**Tasks and exercises:**
**1)** According to the post on open research and data sharing, when was the Allen Brain Observatory launched?
**2)** Carry on the post on open research and data sharing from its last sentence.

**Excerpt:**
^^^^^^^^
Open research and data sharing: examples of success
In my last post, I wrote about some of the basics of open research: how it can address reproducibility issues in science, and some of the challenges researchers face. This post highlights some initiatives that promote or make full use of open research practices.
The Allen Institute for Brain Science & Janelia Research Campus
These institutes generate datasets, tools and resources and make them available to the scientific community for the acceleration of new discoveries. The Allen Institute for Brain Science based in Seattle is generating large datasets on the mouse and human brain, which are shared with other researchers according to an open science model. Databases include gene expression profiles, connectivity maps, electrophysiological characteristics and single cell morphology. Besides these datasets, the Allen Institute generates many other useful resources, including more than 100 transgenic mouse lines, open-source software packages, hardware components, as well as human and mouse reference atlases for research use. Tools and resources can be accessed on the Allen Brain Atlas Data Portal. For example, the Allen Cell Types Database provides electrophysiological, morphological and transcriptomic data for single cells in selected brain areas of the mouse and human. Their latest tool, the Allen Brain Observatory, launched in June 2016, shows visually evoked calcium responses of GCaMP6-expressing neurons in different layers of the mouse visual cortex in response to stimuli such as gratings, natural scenes and locally sparse noise. They also provide the necessary source code to read and process the data in the The Allen Software Development Kit.
The Janelia Research Campus is also advancing open science in neuroscience by sharing data, resources and tools with the scientific community via open-source platforms. Tools and resources include GAL4 fly lines, mouse lines, software, designs for set-up components, reagents and more.
^^^^^^^^
[Excerpts from a dataset]
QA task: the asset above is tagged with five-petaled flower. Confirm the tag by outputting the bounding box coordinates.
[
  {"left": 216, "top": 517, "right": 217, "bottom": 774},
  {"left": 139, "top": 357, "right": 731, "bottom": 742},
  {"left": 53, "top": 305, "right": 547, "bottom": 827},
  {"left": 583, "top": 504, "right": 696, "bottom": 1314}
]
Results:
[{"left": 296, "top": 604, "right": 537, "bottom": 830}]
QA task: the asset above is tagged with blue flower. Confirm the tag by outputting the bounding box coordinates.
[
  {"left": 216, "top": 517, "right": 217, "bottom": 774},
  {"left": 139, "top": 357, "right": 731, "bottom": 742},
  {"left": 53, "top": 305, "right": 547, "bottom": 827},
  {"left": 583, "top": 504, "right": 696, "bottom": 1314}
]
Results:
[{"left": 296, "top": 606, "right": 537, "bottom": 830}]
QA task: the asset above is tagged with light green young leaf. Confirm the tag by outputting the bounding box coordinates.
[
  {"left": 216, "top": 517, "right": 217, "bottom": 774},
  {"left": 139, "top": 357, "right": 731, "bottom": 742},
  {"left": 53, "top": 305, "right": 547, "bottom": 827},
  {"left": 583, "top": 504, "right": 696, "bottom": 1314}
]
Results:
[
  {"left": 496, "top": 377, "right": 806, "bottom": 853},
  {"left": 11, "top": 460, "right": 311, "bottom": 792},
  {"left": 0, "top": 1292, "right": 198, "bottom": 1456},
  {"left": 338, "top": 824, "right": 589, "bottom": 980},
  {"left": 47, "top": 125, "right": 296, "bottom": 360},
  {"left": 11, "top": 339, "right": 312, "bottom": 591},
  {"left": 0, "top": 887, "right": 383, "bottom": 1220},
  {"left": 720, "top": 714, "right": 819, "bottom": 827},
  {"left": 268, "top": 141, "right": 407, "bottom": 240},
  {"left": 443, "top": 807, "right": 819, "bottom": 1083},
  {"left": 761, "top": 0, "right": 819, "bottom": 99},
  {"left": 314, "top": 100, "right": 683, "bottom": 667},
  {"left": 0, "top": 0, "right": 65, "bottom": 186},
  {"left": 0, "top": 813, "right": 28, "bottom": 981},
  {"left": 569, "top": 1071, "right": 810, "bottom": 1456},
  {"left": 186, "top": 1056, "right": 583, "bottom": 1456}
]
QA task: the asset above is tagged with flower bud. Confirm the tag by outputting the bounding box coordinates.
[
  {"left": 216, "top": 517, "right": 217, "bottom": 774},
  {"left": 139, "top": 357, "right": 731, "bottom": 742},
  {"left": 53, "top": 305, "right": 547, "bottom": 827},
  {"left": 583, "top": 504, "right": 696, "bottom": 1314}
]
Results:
^^^^^^^^
**Answers:**
**1)** June 2016

**2)**
International collaborations have been very successful in fields such as physics, astronomy and genomics, where researchers have needed to share large-scale instrumentation. For example, the LIGO (Laser Interferometer Gravitational-Wave Observatory) Scientific Collaboration, which recently detected gravitational waves, included more than 1,000 international researchers. In neuroscience, while shared facilities (e.g. the Advanced Imaging Center at Janelia) and international collaborations do exist, there is still much discussion on the ideal format1. Hurdles include establishing funding mechanisms that cross national borders, creating a standardised infrastructure to share data, tools, software and resources, and forming a working governance structure that is effective as well as supportive of researchers' careers. Other difficulties include agreeing on how specific the research question should be, and how best to study the activity of neuronal ensembles in the context of specific behaviours.
The International Brain Laboratory (IBL) is an international neuroscience collaboration, officially launched in September 2017, that is trying to address some of these concerns. The initiative is funded by the Simons Foundation, the Wellcome Trust and the INCF. In short, 21 experimental and computational neuroscience labs will work together to study the neural basis of a specific decision-making task. Decision making is a fundamental adaptive behaviour that involves integrating sensory cues, forming certain predictions based on previous experience, and choosing to execute a specific action.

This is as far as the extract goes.